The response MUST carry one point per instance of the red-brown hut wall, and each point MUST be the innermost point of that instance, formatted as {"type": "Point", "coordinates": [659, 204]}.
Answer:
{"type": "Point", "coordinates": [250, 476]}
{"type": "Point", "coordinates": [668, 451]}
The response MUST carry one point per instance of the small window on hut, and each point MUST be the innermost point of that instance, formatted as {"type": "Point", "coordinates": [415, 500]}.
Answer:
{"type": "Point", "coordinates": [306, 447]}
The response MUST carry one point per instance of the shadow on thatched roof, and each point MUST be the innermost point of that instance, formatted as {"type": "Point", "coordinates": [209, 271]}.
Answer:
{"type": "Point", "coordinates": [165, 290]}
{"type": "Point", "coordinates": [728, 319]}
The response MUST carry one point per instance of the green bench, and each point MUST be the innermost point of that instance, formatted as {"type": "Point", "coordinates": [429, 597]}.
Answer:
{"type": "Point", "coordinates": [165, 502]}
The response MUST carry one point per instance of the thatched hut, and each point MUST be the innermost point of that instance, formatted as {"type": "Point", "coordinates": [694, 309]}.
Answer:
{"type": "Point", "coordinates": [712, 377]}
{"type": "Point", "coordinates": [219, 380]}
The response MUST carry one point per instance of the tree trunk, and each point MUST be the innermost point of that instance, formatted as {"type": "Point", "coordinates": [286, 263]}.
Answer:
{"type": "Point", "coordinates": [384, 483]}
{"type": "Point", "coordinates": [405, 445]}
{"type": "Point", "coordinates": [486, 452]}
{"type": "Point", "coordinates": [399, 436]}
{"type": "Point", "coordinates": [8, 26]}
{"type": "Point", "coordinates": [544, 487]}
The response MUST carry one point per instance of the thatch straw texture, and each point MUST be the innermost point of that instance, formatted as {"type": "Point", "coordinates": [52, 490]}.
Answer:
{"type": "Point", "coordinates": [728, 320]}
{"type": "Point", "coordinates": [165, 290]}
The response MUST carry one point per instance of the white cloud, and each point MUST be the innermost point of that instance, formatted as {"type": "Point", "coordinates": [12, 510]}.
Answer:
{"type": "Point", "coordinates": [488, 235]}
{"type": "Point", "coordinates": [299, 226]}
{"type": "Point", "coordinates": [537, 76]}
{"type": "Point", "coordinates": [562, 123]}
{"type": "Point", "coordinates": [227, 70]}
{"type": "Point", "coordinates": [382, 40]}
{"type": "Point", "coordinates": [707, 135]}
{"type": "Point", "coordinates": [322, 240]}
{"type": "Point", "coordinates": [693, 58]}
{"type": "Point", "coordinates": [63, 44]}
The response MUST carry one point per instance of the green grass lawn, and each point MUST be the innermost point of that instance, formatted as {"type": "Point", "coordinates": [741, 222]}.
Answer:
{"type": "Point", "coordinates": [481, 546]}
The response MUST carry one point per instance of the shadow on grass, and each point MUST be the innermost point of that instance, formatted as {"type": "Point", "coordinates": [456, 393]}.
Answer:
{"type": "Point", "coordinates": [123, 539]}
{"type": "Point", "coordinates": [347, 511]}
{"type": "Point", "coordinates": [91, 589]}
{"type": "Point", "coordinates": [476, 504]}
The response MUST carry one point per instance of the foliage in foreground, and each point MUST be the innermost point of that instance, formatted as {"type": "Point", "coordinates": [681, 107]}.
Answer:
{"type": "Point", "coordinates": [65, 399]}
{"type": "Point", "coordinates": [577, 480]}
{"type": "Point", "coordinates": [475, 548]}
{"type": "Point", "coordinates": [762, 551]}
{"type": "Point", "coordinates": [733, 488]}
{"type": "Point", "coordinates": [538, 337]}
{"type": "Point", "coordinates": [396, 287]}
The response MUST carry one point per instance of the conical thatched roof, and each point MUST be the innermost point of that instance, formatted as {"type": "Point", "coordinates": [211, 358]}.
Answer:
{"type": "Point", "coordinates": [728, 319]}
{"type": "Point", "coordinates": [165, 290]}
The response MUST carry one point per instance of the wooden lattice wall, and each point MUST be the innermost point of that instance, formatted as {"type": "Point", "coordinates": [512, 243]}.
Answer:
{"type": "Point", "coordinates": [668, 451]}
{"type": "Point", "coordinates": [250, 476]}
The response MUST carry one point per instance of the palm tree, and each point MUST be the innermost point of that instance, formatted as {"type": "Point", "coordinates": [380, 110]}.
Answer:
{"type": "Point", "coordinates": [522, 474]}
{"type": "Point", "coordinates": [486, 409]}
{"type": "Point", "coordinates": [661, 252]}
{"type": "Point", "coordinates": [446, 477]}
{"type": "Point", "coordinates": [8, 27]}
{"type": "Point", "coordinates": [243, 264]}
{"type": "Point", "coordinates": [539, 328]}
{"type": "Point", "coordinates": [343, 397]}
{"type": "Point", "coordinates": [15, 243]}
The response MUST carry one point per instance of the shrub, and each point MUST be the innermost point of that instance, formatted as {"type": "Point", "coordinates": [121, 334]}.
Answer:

====================

Required task:
Produce a verbatim transcription of the entries above.

Complete output:
The response MUST carry one point per instance of the red-brown hut wall, and each point MUST be the innermost point of that instance, formatted as {"type": "Point", "coordinates": [659, 204]}.
Answer:
{"type": "Point", "coordinates": [250, 476]}
{"type": "Point", "coordinates": [668, 451]}
The response MUST carry one point per instance of the small window on hut, and each point MUST be the innermost point of that instance, formatted as {"type": "Point", "coordinates": [415, 500]}.
Answer:
{"type": "Point", "coordinates": [306, 447]}
The response MUST carry one point per instance of the shadow on thatched roof, and each point MUST be the innermost point of that instance, formatted as {"type": "Point", "coordinates": [209, 271]}.
Answer:
{"type": "Point", "coordinates": [165, 290]}
{"type": "Point", "coordinates": [728, 319]}
The response MUST carry one point per instance of the green bench, and each point MUST be the innermost point of that instance, formatted as {"type": "Point", "coordinates": [429, 597]}.
Answer:
{"type": "Point", "coordinates": [165, 502]}
The response MUST carry one point per instance of the thatched hut, and each point MUST be the innermost point of that instance, formatted as {"type": "Point", "coordinates": [694, 309]}.
Answer:
{"type": "Point", "coordinates": [712, 377]}
{"type": "Point", "coordinates": [219, 380]}
The response MUST carry one point per instance of the tree trunk, and each point MUST be the innermost point of that instance, formatted as {"type": "Point", "coordinates": [286, 263]}.
Answer:
{"type": "Point", "coordinates": [384, 483]}
{"type": "Point", "coordinates": [405, 445]}
{"type": "Point", "coordinates": [486, 452]}
{"type": "Point", "coordinates": [399, 436]}
{"type": "Point", "coordinates": [8, 26]}
{"type": "Point", "coordinates": [544, 487]}
The response MUST carry one point per instance of the thatch straw texture, and each point MUST be the innermost point of that instance, formatted as {"type": "Point", "coordinates": [52, 490]}.
Answer:
{"type": "Point", "coordinates": [728, 320]}
{"type": "Point", "coordinates": [165, 290]}
The response MUST carry one point per instance of the white cloud, and each point MUST be the innermost point of that instance, formatted as {"type": "Point", "coordinates": [12, 510]}.
Answer:
{"type": "Point", "coordinates": [488, 235]}
{"type": "Point", "coordinates": [299, 226]}
{"type": "Point", "coordinates": [537, 76]}
{"type": "Point", "coordinates": [562, 123]}
{"type": "Point", "coordinates": [227, 70]}
{"type": "Point", "coordinates": [382, 40]}
{"type": "Point", "coordinates": [707, 135]}
{"type": "Point", "coordinates": [322, 240]}
{"type": "Point", "coordinates": [693, 58]}
{"type": "Point", "coordinates": [63, 44]}
The response MUST carry one point per instance of the green grass lawn, and each point MUST be the innermost point of that instance, formatted as {"type": "Point", "coordinates": [741, 222]}.
Answer:
{"type": "Point", "coordinates": [481, 546]}
The response MUST carry one point per instance of the shadow on grass, and each point MUST be the innermost point of that instance, formatted as {"type": "Point", "coordinates": [456, 393]}.
Answer:
{"type": "Point", "coordinates": [123, 539]}
{"type": "Point", "coordinates": [347, 511]}
{"type": "Point", "coordinates": [91, 589]}
{"type": "Point", "coordinates": [476, 504]}
The response MUST carry one point per instance of the foliage in foreground, and each point MUST be the innermost point of that instance, formatted as {"type": "Point", "coordinates": [681, 107]}.
Answer:
{"type": "Point", "coordinates": [65, 399]}
{"type": "Point", "coordinates": [577, 480]}
{"type": "Point", "coordinates": [475, 548]}
{"type": "Point", "coordinates": [762, 551]}
{"type": "Point", "coordinates": [733, 488]}
{"type": "Point", "coordinates": [538, 337]}
{"type": "Point", "coordinates": [396, 287]}
The response MUST carry one point per instance of the conical thatched roof, and each point MUST be the innermost point of that instance, formatted as {"type": "Point", "coordinates": [211, 358]}.
Answer:
{"type": "Point", "coordinates": [728, 319]}
{"type": "Point", "coordinates": [165, 290]}
The response MUST carry one point per instance of the wooden lattice wall, and each point MUST be the innermost point of that instance, formatted as {"type": "Point", "coordinates": [512, 243]}.
Answer:
{"type": "Point", "coordinates": [668, 451]}
{"type": "Point", "coordinates": [250, 476]}
The response MUST carry one point per instance of the palm tree, and each point MUST be the innermost point of that instance, formatted as {"type": "Point", "coordinates": [380, 110]}.
Answer:
{"type": "Point", "coordinates": [522, 474]}
{"type": "Point", "coordinates": [486, 409]}
{"type": "Point", "coordinates": [661, 252]}
{"type": "Point", "coordinates": [446, 477]}
{"type": "Point", "coordinates": [8, 27]}
{"type": "Point", "coordinates": [243, 264]}
{"type": "Point", "coordinates": [539, 328]}
{"type": "Point", "coordinates": [343, 397]}
{"type": "Point", "coordinates": [15, 243]}
The response MUST carry one point per instance of the shrub, and each point MUST be the innermost point of that instance, formatted as {"type": "Point", "coordinates": [121, 334]}.
Answer:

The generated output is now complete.